→ Complete the following:
1. Determine whether each of the following statements agrees with the storm forecast, answering yes or no and quoting the words that decide it: (a) precipitation begins as snow on Cape Cod and the Islands; (b) the heaviest burst of snow occurs in the afternoon for most of Central and Southern New England; (c) in Maine, snow develops from east to west.
2. Revise the storm forecast starting with "Here's what to" and going on through "sleet mixes in.", replacing "sleet" with "freezing rain".

→ Text to read:
****************

Here's what to expect with Wednesday's storm:
- Predawn to post-dusk: Snow develops west to east for most in New England before dawn Wednesday. In Maine, the timeframe is development from early to mid-morning, west to east. Precipitation begins as snow for one and all, including Cape Cod and the Islands. Snow will not entirely taper until after dusk.
- Heaviest Wednesday AM: The heaviest burst of snow will occur the first half of the day Wednesday for most of Central and Southern New England. A strong burst on the front end will ensure high impact for the morning commute time, resulting in widespread cancelations. Snow will continue to fall steadily through the afternoon north of the Massachusetts Turnpike, but will lose some intensity after noon or 1 PM where sleet mixes in.

****************

A run of records
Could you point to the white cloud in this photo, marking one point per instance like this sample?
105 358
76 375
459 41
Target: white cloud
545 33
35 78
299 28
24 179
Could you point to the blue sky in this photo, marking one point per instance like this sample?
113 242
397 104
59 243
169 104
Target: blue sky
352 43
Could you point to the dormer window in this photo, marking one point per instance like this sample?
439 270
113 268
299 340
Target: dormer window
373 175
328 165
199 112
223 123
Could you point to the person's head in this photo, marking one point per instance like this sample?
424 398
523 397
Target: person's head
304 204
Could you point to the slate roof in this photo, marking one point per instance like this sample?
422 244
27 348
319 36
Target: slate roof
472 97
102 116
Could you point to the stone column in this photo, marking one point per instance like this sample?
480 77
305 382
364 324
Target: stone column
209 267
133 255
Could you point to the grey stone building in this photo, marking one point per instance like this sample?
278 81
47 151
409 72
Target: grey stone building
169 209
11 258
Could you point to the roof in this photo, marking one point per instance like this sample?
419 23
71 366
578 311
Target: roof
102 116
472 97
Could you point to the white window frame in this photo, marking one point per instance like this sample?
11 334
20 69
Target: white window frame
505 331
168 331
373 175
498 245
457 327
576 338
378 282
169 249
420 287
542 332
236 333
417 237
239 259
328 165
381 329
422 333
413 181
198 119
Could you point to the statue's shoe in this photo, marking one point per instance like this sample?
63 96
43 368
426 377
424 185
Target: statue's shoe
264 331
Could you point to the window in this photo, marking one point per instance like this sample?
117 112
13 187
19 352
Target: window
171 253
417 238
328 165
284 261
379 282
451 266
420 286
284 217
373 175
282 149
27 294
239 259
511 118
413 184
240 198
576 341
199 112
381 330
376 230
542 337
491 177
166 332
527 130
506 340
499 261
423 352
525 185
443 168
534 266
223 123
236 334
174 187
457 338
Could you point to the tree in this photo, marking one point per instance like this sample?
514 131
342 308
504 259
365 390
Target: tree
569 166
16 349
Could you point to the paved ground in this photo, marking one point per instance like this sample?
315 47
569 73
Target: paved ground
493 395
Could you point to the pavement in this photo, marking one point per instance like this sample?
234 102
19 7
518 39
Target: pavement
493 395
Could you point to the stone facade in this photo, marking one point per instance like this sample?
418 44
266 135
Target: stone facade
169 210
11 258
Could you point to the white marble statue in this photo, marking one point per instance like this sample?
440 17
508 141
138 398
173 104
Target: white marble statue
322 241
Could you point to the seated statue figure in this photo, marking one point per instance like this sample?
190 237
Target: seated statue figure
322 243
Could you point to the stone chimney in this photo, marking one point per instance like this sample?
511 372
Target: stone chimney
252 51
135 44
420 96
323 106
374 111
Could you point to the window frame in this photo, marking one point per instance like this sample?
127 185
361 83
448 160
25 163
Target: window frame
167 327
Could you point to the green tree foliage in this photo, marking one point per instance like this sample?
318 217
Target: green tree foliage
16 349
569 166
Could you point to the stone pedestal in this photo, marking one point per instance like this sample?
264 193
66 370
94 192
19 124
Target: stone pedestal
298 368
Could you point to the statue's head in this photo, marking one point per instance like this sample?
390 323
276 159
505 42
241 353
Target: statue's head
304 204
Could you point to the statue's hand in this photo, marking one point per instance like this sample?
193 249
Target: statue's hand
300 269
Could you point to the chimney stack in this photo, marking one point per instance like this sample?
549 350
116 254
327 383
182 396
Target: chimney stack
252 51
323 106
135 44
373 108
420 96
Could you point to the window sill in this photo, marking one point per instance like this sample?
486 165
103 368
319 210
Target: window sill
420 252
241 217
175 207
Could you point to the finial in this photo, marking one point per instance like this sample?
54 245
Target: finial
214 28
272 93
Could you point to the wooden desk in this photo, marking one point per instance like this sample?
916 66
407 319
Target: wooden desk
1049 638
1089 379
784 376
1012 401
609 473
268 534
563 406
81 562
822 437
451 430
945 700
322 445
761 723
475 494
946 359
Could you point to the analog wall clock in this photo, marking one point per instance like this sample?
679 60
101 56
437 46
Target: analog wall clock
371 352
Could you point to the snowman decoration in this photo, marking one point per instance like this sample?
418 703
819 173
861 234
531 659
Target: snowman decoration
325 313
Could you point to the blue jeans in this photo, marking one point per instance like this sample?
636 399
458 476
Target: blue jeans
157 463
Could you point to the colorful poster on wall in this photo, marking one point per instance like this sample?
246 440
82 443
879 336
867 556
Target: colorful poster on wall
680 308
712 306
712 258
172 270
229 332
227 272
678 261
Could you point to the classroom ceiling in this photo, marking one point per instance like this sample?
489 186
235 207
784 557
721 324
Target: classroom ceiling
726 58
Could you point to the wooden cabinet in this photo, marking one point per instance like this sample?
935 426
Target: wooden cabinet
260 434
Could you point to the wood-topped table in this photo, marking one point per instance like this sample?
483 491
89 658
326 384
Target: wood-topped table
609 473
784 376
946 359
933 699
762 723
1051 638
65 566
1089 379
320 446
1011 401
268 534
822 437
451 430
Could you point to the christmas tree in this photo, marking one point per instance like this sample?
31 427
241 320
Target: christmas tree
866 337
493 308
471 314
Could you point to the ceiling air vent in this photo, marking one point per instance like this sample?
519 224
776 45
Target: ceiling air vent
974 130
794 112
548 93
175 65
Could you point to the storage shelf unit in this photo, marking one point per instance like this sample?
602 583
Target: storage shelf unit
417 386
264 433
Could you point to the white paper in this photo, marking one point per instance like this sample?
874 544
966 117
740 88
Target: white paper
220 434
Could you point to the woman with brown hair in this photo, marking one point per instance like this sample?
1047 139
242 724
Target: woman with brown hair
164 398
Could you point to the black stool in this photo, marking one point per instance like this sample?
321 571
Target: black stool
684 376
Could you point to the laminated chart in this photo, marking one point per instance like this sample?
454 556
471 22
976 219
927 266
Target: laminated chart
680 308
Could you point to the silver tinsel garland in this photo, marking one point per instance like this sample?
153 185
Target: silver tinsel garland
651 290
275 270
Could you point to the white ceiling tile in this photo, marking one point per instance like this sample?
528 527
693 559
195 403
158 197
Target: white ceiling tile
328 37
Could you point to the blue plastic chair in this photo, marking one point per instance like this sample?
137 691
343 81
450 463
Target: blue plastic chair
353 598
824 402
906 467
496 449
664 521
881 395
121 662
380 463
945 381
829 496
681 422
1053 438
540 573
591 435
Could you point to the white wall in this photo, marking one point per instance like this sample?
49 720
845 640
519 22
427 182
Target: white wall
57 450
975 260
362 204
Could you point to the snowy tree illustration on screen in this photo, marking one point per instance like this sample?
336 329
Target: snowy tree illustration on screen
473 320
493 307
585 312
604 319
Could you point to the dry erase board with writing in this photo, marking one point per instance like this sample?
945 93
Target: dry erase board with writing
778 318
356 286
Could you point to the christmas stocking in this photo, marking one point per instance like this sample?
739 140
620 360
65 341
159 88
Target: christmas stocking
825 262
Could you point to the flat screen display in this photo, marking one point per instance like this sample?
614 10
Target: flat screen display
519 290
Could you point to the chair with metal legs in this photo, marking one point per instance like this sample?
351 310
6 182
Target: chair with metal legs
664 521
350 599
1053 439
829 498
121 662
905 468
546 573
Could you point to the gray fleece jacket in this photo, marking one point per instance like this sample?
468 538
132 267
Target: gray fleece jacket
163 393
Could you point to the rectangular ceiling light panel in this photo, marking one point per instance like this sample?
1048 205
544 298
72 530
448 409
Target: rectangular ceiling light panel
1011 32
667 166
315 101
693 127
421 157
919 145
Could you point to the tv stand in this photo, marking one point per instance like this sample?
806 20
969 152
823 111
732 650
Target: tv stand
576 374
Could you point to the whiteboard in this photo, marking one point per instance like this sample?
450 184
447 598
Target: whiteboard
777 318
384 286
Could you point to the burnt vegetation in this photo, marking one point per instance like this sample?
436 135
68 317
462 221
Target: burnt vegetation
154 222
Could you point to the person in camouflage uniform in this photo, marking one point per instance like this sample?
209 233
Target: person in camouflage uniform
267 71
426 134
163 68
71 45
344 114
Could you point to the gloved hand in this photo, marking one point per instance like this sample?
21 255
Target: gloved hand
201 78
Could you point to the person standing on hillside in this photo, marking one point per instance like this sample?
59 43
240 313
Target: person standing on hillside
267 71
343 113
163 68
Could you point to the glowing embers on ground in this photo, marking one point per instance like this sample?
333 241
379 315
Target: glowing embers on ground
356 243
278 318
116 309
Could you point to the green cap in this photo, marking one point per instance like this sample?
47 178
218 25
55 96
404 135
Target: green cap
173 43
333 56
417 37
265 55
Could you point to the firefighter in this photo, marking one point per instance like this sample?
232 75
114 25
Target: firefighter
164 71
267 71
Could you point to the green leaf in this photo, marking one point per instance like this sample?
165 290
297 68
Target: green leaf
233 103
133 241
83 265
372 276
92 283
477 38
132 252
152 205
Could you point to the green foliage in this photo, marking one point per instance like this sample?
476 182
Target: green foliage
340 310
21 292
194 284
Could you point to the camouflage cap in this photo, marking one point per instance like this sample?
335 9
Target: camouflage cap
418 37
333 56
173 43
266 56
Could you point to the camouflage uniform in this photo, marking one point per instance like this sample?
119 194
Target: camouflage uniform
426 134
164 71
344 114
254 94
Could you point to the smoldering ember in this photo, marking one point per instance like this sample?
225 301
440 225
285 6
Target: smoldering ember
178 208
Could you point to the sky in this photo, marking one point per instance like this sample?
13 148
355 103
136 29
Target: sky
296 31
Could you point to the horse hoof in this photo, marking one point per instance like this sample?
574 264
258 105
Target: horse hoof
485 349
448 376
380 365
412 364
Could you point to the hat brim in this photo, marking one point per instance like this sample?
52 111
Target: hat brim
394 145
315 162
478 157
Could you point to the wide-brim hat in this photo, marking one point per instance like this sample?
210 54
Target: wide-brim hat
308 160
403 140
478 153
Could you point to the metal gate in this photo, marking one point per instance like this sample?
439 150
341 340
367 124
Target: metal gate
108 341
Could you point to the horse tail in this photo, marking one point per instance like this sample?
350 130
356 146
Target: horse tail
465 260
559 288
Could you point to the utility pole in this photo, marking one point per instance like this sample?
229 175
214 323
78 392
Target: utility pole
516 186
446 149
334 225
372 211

****************

→ Expected outputs:
1.
(a) Yes: "Precipitation begins as snow for one and all, including Cape Cod and the Islands."
(b) No: "The heaviest burst of snow will occur the first half of the day Wednesday for most of Central and Southern New England."
(c) No: "In Maine, the timeframe is development from early to mid-morning, west to east."

2.
Here's what to expect with Wednesday's storm:
- Predawn to post-dusk: Snow develops west to east for most in New England before dawn Wednesday. In Maine, the timeframe is development from early to mid-morning, west to east. Precipitation begins as snow for one and all, including Cape Cod and the Islands. Snow will not entirely taper until after dusk.
- Heaviest Wednesday AM: The heaviest burst of snow will occur the first half of the day Wednesday for most of Central and Southern New England. A strong burst on the front end will ensure high impact for the morning commute time, resulting in widespread cancelations. Snow will continue to fall steadily through the afternoon north of the Massachusetts Turnpike, but will lose some intensity after noon or 1 PM where freezing rain mixes in.